Exercise details
Please give the rows below again with "pretty-printed" replaced by "indented" everywhere it appears, changing nothing else.

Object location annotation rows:
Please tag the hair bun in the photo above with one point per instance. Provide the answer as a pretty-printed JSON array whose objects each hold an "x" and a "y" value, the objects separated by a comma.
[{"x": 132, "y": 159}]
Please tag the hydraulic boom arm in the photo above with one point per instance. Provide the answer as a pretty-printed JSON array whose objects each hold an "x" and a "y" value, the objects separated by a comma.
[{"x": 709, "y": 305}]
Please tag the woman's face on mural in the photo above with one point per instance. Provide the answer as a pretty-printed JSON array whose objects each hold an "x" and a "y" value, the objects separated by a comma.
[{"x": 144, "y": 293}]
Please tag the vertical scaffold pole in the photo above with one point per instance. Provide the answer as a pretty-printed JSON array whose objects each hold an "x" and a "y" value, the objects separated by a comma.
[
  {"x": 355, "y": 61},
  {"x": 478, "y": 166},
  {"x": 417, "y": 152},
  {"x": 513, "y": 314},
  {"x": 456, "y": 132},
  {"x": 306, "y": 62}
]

Completed task
Please tag the hair bun in the photo above with one point per instance. Provide the answer as a indented JSON array whose objects each hold an "x" and a "y" value, the objects separated by a comma.
[{"x": 132, "y": 159}]
Please tag the hydraulic boom arm in the photo above with one point per instance. Provide the answer as a indented JSON array whose objects each hold an "x" and a "y" value, the objects separated by a comma.
[{"x": 709, "y": 305}]
Please tag the woman's face on mural in the photo above with one point per instance. Provide the answer as a indented JSON array whose objects each hold an "x" and a "y" value, the objects separated by a comma.
[{"x": 144, "y": 293}]
Please tag the vertical scaffold pole in the photo above with one point per instance. Provide the answer as a indented JSON array whose objects each hold an "x" and a "y" value, the objects separated by a comma.
[
  {"x": 355, "y": 61},
  {"x": 478, "y": 166},
  {"x": 417, "y": 152},
  {"x": 513, "y": 314},
  {"x": 456, "y": 132},
  {"x": 306, "y": 62}
]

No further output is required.